[Opening EXCERPTED DATA section]

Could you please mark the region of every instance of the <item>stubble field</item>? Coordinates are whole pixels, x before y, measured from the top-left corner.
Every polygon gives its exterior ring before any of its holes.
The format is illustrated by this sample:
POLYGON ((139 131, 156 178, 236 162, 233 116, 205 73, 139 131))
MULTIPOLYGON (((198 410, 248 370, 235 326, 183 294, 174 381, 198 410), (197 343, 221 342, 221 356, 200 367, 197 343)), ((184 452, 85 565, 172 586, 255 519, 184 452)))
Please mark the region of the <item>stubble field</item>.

[Closing EXCERPTED DATA section]

EXERCISE:
An exact reproduction of all the records is needed.

RESPONSE AREA:
Could you please mark the region of every instance of the <item>stubble field</item>? Coordinates are whole pixels, x before y, measured from the top-left corner.
Every polygon gives its exterior ring before any of its holes.
The format is illustrated by this sample:
POLYGON ((139 131, 156 178, 236 162, 233 116, 205 73, 139 131))
MULTIPOLYGON (((198 410, 248 370, 235 326, 183 294, 174 381, 198 410), (197 343, 221 342, 221 356, 200 367, 197 343)), ((184 452, 85 565, 172 586, 255 519, 184 452)))
Please mark the region of the <item>stubble field</item>.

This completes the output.